▶ [DO THIS]: Extract every line in the entries below that contains the string "portion", and copy each such line unchanged.

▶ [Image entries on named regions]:
++++
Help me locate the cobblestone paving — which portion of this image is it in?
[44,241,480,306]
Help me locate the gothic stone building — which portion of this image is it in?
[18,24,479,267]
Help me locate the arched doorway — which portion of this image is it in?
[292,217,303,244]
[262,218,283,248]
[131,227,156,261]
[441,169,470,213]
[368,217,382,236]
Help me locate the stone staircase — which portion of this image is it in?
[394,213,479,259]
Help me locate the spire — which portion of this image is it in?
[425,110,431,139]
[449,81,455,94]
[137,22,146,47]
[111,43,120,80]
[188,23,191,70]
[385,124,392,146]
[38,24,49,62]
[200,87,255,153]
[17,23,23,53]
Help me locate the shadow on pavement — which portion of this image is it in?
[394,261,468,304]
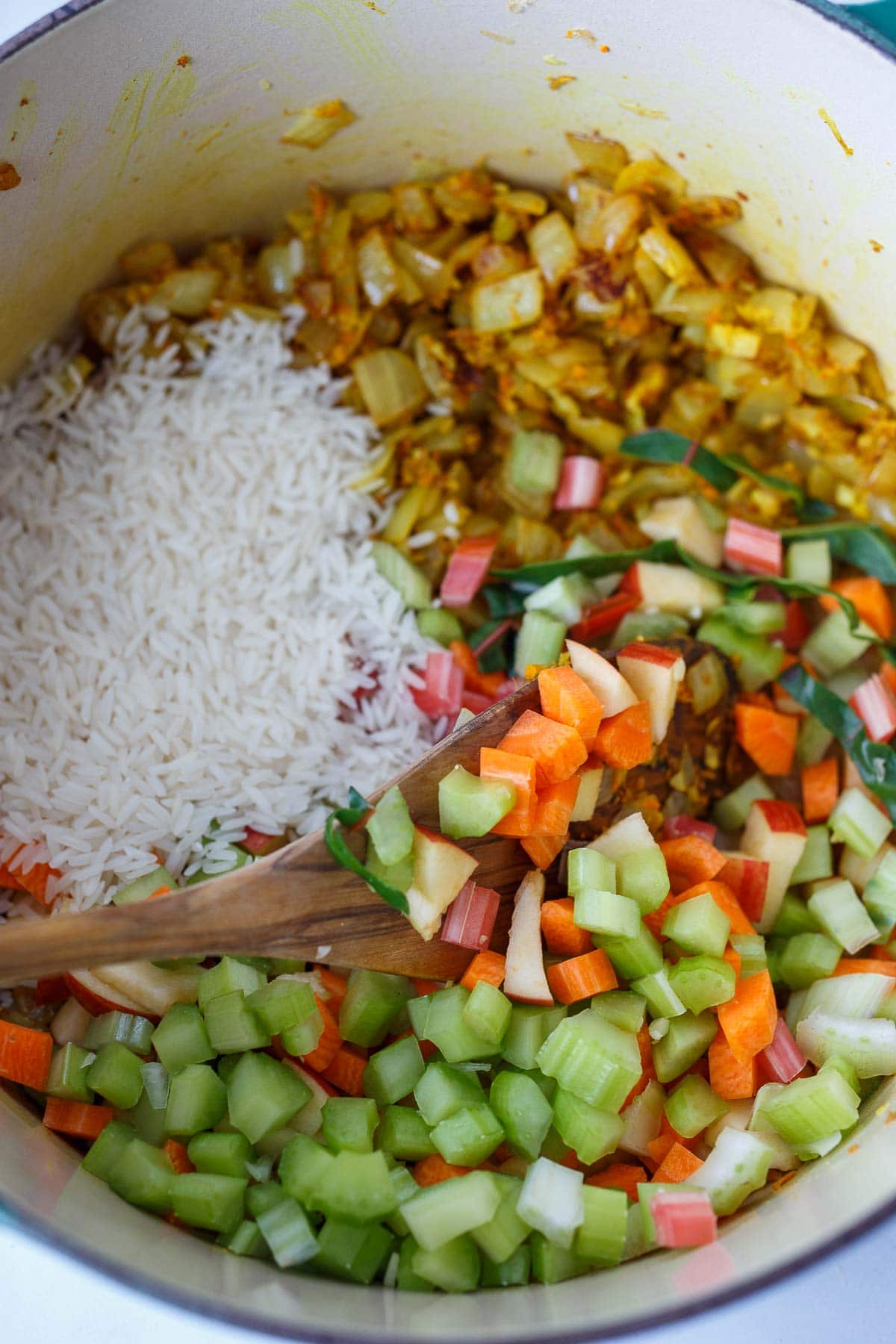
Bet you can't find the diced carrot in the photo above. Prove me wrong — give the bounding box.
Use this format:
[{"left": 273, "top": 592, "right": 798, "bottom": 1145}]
[
  {"left": 709, "top": 1030, "right": 759, "bottom": 1101},
  {"left": 719, "top": 971, "right": 778, "bottom": 1065},
  {"left": 520, "top": 830, "right": 570, "bottom": 871},
  {"left": 659, "top": 835, "right": 726, "bottom": 894},
  {"left": 585, "top": 1163, "right": 647, "bottom": 1200},
  {"left": 594, "top": 700, "right": 653, "bottom": 770},
  {"left": 161, "top": 1139, "right": 196, "bottom": 1176},
  {"left": 668, "top": 880, "right": 756, "bottom": 933},
  {"left": 311, "top": 962, "right": 348, "bottom": 1012},
  {"left": 735, "top": 703, "right": 799, "bottom": 776},
  {"left": 538, "top": 667, "right": 603, "bottom": 751},
  {"left": 800, "top": 756, "right": 839, "bottom": 825},
  {"left": 479, "top": 747, "right": 538, "bottom": 839},
  {"left": 818, "top": 574, "right": 896, "bottom": 640},
  {"left": 497, "top": 709, "right": 588, "bottom": 789},
  {"left": 653, "top": 1144, "right": 703, "bottom": 1186},
  {"left": 832, "top": 957, "right": 896, "bottom": 980},
  {"left": 0, "top": 1020, "right": 52, "bottom": 1092},
  {"left": 547, "top": 948, "right": 619, "bottom": 1004},
  {"left": 532, "top": 774, "right": 579, "bottom": 836},
  {"left": 324, "top": 1045, "right": 367, "bottom": 1097},
  {"left": 302, "top": 995, "right": 343, "bottom": 1074},
  {"left": 461, "top": 949, "right": 505, "bottom": 989},
  {"left": 411, "top": 1153, "right": 473, "bottom": 1186},
  {"left": 721, "top": 945, "right": 740, "bottom": 980},
  {"left": 43, "top": 1097, "right": 113, "bottom": 1139},
  {"left": 541, "top": 897, "right": 594, "bottom": 957}
]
++++
▶ [EXPECTED ANSWER]:
Help me locate the cobblestone paving — which portion of this image is it in?
Help me locate the gothic stone building — which portion of this image is it in?
Help me locate the arched doorway — which portion of this image is it in?
Help me locate the stone staircase — which portion of this image is it in?
Help me locate the spire — which portion of this image is it in?
Help me locate the shadow on pavement — which portion of this image is it in?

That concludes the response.